*Assigned task*:
Each line below from the one containing "Q: report a point for each instance of the brown" through the one containing "Q: report a point for each instance of the shoreline" should be output exactly as it stands, and no other line should appear.
***
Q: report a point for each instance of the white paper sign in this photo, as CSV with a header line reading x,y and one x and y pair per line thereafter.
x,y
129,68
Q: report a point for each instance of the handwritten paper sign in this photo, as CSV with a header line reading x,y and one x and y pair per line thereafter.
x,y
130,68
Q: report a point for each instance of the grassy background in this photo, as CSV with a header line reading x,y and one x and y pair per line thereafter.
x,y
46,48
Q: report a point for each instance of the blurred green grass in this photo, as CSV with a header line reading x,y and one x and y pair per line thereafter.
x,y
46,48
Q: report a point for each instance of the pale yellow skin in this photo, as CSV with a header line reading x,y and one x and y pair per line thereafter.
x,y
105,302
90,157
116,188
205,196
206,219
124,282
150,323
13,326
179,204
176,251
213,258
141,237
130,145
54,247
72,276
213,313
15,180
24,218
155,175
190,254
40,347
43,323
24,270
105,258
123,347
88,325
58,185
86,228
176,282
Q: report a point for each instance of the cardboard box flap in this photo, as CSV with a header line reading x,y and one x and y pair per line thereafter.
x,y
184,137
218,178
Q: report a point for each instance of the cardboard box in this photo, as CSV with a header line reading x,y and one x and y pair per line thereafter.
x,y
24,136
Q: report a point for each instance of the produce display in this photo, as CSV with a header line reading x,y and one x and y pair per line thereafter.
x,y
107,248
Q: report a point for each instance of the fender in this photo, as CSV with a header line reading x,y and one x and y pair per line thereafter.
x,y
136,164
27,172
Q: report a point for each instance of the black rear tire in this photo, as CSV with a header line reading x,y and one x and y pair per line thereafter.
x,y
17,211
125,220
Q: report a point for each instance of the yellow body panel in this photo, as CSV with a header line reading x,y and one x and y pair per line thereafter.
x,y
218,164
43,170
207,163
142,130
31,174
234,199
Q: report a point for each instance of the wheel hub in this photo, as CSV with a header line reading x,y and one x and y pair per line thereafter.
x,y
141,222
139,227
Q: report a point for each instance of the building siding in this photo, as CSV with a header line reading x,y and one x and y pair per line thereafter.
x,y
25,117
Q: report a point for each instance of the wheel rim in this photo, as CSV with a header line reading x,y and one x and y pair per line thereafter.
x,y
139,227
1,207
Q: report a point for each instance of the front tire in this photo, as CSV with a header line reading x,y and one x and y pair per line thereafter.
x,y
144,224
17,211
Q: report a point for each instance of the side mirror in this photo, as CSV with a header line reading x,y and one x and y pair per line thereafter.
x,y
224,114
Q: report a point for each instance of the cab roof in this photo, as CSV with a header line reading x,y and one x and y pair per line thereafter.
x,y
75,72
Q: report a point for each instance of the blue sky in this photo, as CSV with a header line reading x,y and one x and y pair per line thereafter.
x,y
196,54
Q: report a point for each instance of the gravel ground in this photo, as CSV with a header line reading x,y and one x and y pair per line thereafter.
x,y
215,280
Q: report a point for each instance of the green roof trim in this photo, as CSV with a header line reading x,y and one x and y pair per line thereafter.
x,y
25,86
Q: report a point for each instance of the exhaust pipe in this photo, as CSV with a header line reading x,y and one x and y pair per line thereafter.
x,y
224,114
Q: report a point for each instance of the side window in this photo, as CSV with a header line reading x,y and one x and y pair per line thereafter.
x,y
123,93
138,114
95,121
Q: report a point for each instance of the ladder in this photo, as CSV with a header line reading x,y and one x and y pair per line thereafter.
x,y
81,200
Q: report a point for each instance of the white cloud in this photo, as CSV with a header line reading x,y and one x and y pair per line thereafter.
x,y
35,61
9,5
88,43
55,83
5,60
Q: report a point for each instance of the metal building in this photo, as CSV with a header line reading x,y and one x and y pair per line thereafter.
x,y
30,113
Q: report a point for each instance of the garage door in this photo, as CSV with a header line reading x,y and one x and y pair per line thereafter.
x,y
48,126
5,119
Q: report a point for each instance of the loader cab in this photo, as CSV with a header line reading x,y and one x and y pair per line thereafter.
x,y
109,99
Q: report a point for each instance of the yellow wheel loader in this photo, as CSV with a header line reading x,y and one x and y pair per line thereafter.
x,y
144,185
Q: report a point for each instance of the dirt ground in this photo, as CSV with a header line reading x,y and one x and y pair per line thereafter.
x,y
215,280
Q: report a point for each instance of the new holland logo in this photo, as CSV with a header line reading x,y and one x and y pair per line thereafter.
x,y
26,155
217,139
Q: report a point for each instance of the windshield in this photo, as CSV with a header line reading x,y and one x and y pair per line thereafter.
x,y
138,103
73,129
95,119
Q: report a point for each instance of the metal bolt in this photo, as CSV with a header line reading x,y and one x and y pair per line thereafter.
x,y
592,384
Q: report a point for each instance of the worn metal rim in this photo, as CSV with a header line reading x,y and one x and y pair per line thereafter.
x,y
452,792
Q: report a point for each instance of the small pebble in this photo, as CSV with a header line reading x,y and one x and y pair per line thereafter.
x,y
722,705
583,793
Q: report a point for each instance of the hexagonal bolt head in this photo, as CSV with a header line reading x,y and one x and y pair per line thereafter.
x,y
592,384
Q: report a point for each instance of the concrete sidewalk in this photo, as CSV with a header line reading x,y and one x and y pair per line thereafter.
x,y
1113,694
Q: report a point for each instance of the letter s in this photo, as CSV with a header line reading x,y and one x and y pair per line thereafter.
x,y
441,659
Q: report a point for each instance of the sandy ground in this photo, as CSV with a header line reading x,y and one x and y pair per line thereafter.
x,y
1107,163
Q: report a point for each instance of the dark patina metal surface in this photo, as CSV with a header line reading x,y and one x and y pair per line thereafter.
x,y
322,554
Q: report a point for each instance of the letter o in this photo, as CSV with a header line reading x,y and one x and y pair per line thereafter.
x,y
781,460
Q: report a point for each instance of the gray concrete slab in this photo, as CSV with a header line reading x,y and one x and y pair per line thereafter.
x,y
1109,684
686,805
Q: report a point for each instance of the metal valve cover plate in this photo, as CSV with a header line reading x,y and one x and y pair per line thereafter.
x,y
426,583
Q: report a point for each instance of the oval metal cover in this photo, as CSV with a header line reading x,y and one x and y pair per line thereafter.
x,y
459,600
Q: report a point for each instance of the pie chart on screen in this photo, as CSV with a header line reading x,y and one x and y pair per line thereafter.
***
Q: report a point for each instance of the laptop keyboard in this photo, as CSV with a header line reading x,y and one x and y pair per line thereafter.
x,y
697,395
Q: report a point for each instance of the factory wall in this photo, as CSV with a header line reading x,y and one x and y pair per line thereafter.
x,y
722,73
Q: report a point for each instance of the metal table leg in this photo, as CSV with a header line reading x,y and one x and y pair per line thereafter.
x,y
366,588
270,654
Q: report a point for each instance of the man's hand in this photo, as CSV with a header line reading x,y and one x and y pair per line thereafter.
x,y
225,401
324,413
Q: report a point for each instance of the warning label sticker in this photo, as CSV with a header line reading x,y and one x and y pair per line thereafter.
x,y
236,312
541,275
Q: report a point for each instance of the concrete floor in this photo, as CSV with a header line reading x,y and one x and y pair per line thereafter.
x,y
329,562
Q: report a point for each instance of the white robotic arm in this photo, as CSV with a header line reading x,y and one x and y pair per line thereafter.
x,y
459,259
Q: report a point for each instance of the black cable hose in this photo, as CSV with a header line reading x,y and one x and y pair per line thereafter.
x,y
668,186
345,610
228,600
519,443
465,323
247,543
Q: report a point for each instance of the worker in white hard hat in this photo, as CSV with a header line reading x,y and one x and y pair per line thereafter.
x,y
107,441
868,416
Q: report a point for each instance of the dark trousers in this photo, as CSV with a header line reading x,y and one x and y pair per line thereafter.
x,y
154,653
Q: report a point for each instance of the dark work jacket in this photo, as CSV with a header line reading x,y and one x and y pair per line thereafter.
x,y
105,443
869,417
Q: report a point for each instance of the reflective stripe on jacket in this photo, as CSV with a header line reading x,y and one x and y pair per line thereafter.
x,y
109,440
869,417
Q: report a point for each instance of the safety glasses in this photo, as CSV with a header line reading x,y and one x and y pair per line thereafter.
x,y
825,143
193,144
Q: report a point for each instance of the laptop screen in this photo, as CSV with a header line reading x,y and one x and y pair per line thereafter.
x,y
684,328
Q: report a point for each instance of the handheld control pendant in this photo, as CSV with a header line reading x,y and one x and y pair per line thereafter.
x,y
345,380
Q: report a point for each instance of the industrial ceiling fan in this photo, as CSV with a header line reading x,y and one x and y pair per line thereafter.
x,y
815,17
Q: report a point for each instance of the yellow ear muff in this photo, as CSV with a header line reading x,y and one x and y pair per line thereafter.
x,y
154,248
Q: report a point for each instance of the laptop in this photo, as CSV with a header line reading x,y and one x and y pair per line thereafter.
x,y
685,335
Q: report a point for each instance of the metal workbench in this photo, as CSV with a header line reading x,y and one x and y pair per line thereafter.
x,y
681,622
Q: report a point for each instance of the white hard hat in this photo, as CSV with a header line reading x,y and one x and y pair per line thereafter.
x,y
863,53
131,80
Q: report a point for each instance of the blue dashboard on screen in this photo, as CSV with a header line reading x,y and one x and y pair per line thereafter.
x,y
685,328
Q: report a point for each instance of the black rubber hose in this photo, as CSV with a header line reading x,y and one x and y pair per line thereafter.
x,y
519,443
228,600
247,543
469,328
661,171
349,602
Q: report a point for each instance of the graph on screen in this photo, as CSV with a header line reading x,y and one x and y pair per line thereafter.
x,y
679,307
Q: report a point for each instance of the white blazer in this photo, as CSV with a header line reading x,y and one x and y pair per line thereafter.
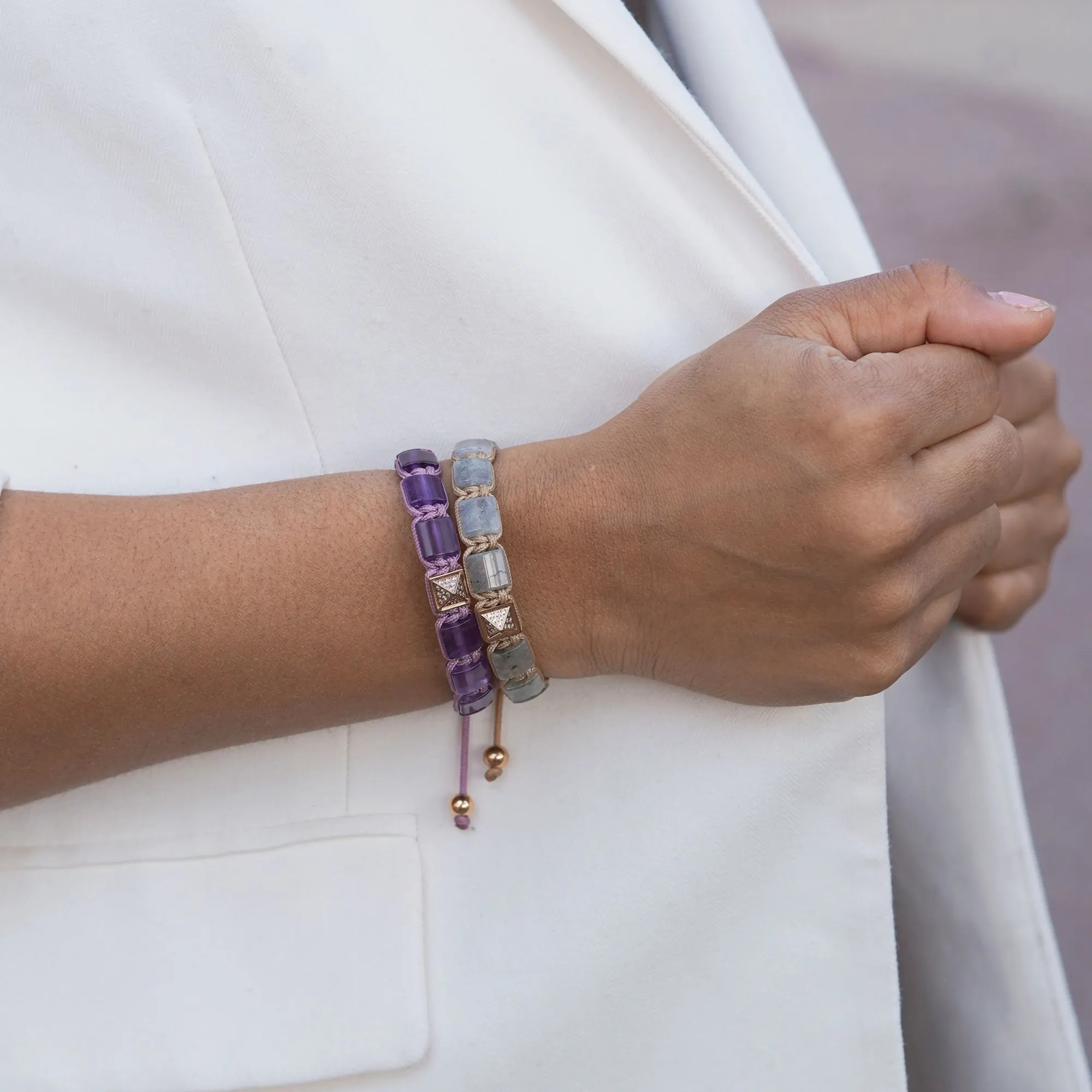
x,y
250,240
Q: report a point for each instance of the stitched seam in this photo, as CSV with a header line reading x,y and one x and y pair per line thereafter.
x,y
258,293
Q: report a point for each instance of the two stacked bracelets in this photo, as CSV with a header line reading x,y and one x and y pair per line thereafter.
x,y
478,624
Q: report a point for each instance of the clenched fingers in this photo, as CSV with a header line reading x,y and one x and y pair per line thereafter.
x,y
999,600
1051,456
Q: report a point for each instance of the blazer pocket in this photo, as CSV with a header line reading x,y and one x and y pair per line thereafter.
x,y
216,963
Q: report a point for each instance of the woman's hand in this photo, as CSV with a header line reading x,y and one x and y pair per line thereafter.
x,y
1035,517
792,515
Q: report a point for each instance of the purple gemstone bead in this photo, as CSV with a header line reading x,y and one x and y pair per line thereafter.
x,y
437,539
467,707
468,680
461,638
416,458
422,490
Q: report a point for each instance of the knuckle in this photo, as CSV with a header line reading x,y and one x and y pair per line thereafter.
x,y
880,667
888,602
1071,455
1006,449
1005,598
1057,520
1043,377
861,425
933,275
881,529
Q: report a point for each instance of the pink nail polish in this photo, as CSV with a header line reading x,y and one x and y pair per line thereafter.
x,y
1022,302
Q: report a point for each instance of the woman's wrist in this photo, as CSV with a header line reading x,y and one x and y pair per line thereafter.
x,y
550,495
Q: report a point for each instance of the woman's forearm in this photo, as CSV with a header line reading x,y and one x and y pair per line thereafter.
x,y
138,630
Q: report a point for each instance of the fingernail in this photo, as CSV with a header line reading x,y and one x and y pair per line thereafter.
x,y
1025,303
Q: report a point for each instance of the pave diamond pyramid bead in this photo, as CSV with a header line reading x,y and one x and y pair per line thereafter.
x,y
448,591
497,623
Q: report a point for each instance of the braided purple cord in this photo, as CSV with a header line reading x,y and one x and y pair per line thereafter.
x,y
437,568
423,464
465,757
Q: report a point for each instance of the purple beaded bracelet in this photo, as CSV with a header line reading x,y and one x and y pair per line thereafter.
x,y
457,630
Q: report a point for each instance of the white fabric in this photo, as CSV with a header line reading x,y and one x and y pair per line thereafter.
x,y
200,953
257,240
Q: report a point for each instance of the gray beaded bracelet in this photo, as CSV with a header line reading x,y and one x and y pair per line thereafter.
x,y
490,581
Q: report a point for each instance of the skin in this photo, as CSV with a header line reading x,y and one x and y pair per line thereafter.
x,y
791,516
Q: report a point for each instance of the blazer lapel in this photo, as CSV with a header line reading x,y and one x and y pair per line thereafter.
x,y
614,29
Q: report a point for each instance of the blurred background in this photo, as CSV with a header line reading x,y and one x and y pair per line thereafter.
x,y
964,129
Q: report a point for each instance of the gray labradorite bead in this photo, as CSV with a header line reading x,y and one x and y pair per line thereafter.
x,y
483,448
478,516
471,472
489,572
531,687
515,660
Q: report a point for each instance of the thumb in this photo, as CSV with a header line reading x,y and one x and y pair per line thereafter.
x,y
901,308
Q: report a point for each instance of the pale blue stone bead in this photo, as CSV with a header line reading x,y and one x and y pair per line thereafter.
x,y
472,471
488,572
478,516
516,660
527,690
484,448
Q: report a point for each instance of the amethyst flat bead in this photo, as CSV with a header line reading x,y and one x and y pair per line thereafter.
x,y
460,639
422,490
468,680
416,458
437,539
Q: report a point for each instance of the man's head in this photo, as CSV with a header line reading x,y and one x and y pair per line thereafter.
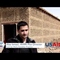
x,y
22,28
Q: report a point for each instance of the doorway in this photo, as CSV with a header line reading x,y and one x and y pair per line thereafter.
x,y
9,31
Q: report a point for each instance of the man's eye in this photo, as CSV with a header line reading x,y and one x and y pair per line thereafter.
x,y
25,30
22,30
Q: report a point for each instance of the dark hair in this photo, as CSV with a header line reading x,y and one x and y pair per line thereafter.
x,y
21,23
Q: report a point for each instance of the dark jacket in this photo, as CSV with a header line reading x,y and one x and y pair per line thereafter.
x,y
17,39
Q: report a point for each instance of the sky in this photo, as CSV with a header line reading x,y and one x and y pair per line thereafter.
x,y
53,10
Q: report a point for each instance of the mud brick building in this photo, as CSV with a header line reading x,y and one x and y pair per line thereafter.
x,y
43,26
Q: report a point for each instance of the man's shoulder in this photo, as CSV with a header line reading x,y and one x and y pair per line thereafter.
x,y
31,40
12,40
***
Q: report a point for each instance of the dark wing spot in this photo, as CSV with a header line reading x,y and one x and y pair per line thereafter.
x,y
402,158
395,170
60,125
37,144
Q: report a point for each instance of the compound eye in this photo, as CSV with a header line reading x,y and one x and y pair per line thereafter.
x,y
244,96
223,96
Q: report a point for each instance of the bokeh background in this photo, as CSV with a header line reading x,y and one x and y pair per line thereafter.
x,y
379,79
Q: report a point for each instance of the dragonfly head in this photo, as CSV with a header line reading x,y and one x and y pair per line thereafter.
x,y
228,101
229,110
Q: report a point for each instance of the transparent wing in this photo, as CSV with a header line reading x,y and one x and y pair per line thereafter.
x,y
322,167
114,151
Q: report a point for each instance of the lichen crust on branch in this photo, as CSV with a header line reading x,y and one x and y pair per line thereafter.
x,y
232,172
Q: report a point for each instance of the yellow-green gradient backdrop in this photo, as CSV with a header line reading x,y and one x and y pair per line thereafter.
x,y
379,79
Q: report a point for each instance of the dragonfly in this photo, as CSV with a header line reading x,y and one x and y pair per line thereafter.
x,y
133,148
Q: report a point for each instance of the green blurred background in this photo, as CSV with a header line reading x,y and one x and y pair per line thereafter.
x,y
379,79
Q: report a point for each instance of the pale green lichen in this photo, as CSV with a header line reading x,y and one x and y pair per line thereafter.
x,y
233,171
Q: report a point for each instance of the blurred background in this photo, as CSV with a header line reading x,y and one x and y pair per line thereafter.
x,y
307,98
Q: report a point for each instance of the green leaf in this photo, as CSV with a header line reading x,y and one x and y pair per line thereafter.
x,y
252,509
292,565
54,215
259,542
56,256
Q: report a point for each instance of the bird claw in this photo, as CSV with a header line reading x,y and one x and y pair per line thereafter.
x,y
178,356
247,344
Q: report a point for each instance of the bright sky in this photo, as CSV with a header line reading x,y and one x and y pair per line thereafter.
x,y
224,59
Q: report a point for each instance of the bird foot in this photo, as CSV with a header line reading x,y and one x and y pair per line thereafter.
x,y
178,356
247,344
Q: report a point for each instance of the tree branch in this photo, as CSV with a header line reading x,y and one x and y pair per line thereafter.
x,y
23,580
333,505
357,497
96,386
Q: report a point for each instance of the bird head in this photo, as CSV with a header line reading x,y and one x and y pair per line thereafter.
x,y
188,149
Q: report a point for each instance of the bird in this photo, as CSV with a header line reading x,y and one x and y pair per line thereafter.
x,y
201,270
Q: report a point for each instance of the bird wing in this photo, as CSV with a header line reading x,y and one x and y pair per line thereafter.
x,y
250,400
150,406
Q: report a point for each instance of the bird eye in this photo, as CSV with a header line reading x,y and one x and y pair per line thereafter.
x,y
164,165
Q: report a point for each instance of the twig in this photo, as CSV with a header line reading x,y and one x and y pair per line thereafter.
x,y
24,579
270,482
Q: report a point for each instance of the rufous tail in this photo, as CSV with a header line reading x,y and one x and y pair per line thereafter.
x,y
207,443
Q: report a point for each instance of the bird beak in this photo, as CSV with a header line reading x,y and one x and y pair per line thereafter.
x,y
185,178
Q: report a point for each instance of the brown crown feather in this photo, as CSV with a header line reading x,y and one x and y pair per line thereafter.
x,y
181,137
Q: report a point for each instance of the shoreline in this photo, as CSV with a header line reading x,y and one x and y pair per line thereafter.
***
*Response to this exercise*:
Q: report a point for each instance of the brown crown feather in this photo, as CSV with a header line reading x,y and one x and y pair per line thereafter.
x,y
181,137
Q: report a point for each instance of the shoreline in this photo, as CSV with a header line reading x,y and one x and y pair per line thereafter.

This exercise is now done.